■ EXERCISE GOAL
The records that follow must be repeated exactly, minus the images.

(DATASET EXCERPTS)

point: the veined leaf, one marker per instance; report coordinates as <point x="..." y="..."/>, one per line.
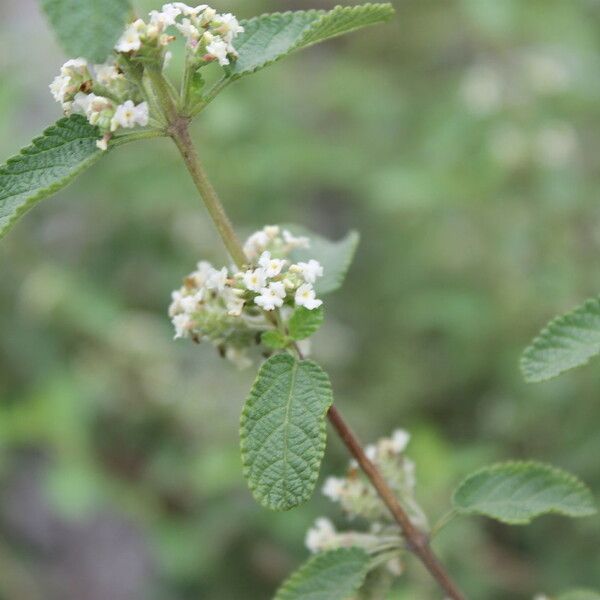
<point x="579" y="595"/>
<point x="87" y="28"/>
<point x="568" y="341"/>
<point x="283" y="431"/>
<point x="335" y="257"/>
<point x="47" y="165"/>
<point x="303" y="322"/>
<point x="270" y="37"/>
<point x="516" y="492"/>
<point x="333" y="575"/>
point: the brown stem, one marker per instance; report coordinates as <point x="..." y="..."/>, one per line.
<point x="417" y="541"/>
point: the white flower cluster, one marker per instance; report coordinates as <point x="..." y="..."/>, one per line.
<point x="112" y="109"/>
<point x="209" y="34"/>
<point x="358" y="498"/>
<point x="231" y="307"/>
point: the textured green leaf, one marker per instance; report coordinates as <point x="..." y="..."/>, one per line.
<point x="87" y="28"/>
<point x="336" y="257"/>
<point x="516" y="492"/>
<point x="283" y="431"/>
<point x="568" y="341"/>
<point x="579" y="595"/>
<point x="274" y="339"/>
<point x="303" y="323"/>
<point x="270" y="37"/>
<point x="49" y="164"/>
<point x="333" y="575"/>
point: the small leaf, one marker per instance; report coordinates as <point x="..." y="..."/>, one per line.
<point x="87" y="28"/>
<point x="48" y="165"/>
<point x="270" y="37"/>
<point x="579" y="595"/>
<point x="303" y="323"/>
<point x="283" y="431"/>
<point x="335" y="257"/>
<point x="332" y="575"/>
<point x="274" y="339"/>
<point x="516" y="492"/>
<point x="568" y="341"/>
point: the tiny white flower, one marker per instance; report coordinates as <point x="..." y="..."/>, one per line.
<point x="271" y="297"/>
<point x="272" y="266"/>
<point x="182" y="323"/>
<point x="218" y="50"/>
<point x="305" y="296"/>
<point x="255" y="280"/>
<point x="295" y="242"/>
<point x="333" y="488"/>
<point x="311" y="270"/>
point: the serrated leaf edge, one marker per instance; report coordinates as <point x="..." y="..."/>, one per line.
<point x="539" y="340"/>
<point x="523" y="465"/>
<point x="317" y="460"/>
<point x="34" y="149"/>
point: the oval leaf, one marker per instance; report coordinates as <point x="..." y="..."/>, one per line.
<point x="87" y="28"/>
<point x="568" y="341"/>
<point x="335" y="257"/>
<point x="283" y="431"/>
<point x="333" y="575"/>
<point x="516" y="492"/>
<point x="303" y="322"/>
<point x="49" y="164"/>
<point x="270" y="37"/>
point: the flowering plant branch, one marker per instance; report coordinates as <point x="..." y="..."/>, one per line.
<point x="270" y="298"/>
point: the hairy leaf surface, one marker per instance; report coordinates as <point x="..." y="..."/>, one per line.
<point x="270" y="37"/>
<point x="568" y="341"/>
<point x="333" y="575"/>
<point x="46" y="166"/>
<point x="283" y="431"/>
<point x="516" y="492"/>
<point x="87" y="28"/>
<point x="335" y="257"/>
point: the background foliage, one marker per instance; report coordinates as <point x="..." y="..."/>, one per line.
<point x="461" y="140"/>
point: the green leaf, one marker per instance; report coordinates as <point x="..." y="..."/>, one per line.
<point x="335" y="257"/>
<point x="303" y="323"/>
<point x="568" y="341"/>
<point x="332" y="575"/>
<point x="87" y="28"/>
<point x="283" y="431"/>
<point x="274" y="339"/>
<point x="270" y="37"/>
<point x="579" y="595"/>
<point x="516" y="492"/>
<point x="48" y="165"/>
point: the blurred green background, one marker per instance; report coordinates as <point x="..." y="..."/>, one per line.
<point x="461" y="140"/>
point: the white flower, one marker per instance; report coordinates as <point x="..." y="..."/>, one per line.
<point x="182" y="323"/>
<point x="131" y="39"/>
<point x="305" y="296"/>
<point x="255" y="280"/>
<point x="217" y="280"/>
<point x="399" y="441"/>
<point x="295" y="242"/>
<point x="272" y="266"/>
<point x="228" y="26"/>
<point x="59" y="87"/>
<point x="271" y="297"/>
<point x="129" y="115"/>
<point x="311" y="270"/>
<point x="218" y="50"/>
<point x="333" y="488"/>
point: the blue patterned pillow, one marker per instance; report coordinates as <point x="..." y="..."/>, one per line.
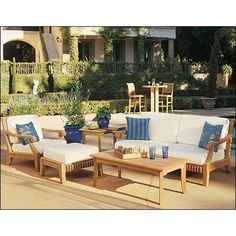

(End DATASET EXCERPTS)

■ RESULT BELOW
point: the veined leaf, one marker per instance; report coordinates as <point x="..." y="..."/>, one per line.
<point x="579" y="595"/>
<point x="87" y="28"/>
<point x="568" y="341"/>
<point x="283" y="431"/>
<point x="335" y="257"/>
<point x="47" y="165"/>
<point x="303" y="322"/>
<point x="270" y="37"/>
<point x="516" y="492"/>
<point x="333" y="575"/>
point: the brown stem, one marker per instance; report coordinates as <point x="..." y="..."/>, one per line.
<point x="417" y="541"/>
point: the white flower cluster, one marker per instance; report coordinates as <point x="..." y="..."/>, one per line.
<point x="112" y="109"/>
<point x="209" y="34"/>
<point x="358" y="498"/>
<point x="231" y="307"/>
point: the textured green leaf, one marker per instance; report coordinates as <point x="..." y="..."/>, one per line.
<point x="87" y="28"/>
<point x="336" y="257"/>
<point x="516" y="492"/>
<point x="283" y="431"/>
<point x="568" y="341"/>
<point x="579" y="595"/>
<point x="274" y="339"/>
<point x="303" y="323"/>
<point x="270" y="37"/>
<point x="49" y="164"/>
<point x="333" y="575"/>
point: the small leaf, one marker per instance; report coordinates as <point x="..." y="..."/>, one per line.
<point x="87" y="28"/>
<point x="48" y="165"/>
<point x="270" y="37"/>
<point x="579" y="595"/>
<point x="303" y="323"/>
<point x="283" y="431"/>
<point x="335" y="257"/>
<point x="332" y="575"/>
<point x="274" y="339"/>
<point x="516" y="492"/>
<point x="568" y="341"/>
point: the tiny white flower, one marker per instance; report coordinates as <point x="..." y="..."/>, one per line.
<point x="271" y="297"/>
<point x="272" y="266"/>
<point x="182" y="323"/>
<point x="218" y="50"/>
<point x="305" y="296"/>
<point x="255" y="280"/>
<point x="295" y="242"/>
<point x="333" y="488"/>
<point x="311" y="270"/>
point: the serrated leaf edge, one marker per instance; report coordinates as <point x="..." y="..."/>, one per line.
<point x="539" y="340"/>
<point x="523" y="465"/>
<point x="317" y="460"/>
<point x="34" y="149"/>
point: the oval leaf, one marker per instance; report coordinates as <point x="..." y="..."/>, one per line.
<point x="87" y="28"/>
<point x="568" y="341"/>
<point x="335" y="257"/>
<point x="283" y="431"/>
<point x="333" y="575"/>
<point x="516" y="492"/>
<point x="303" y="322"/>
<point x="49" y="164"/>
<point x="270" y="37"/>
point: the flowering plant branch, one marker per instance; report coordinates as <point x="..." y="..."/>, one per line.
<point x="270" y="298"/>
point: the hairy leaf surface, one marker per instance; report coordinates as <point x="..." y="..."/>, one per line.
<point x="270" y="37"/>
<point x="568" y="341"/>
<point x="333" y="575"/>
<point x="46" y="166"/>
<point x="283" y="431"/>
<point x="516" y="492"/>
<point x="87" y="28"/>
<point x="335" y="257"/>
point: the background foliage, one marker per instance; report coordinates as <point x="..." y="..."/>, one per line.
<point x="461" y="140"/>
point: the green leaf, one marker per instance; report coordinates as <point x="..." y="..."/>, one per line.
<point x="335" y="257"/>
<point x="303" y="323"/>
<point x="568" y="341"/>
<point x="332" y="575"/>
<point x="87" y="28"/>
<point x="283" y="431"/>
<point x="274" y="339"/>
<point x="270" y="37"/>
<point x="579" y="595"/>
<point x="516" y="492"/>
<point x="48" y="165"/>
point: the blurred green background, one marker per instance; report coordinates as <point x="..." y="..."/>, one per line.
<point x="461" y="140"/>
point: the white flower, one marker per instance; report coordinates as <point x="..." y="..."/>, one per line.
<point x="182" y="323"/>
<point x="131" y="39"/>
<point x="305" y="296"/>
<point x="255" y="280"/>
<point x="217" y="280"/>
<point x="399" y="441"/>
<point x="295" y="242"/>
<point x="272" y="266"/>
<point x="228" y="26"/>
<point x="59" y="87"/>
<point x="271" y="297"/>
<point x="129" y="115"/>
<point x="311" y="270"/>
<point x="218" y="50"/>
<point x="333" y="488"/>
point: the blue patterned pillow, one marker per instance; report coordinates as <point x="..." y="..."/>, one per line.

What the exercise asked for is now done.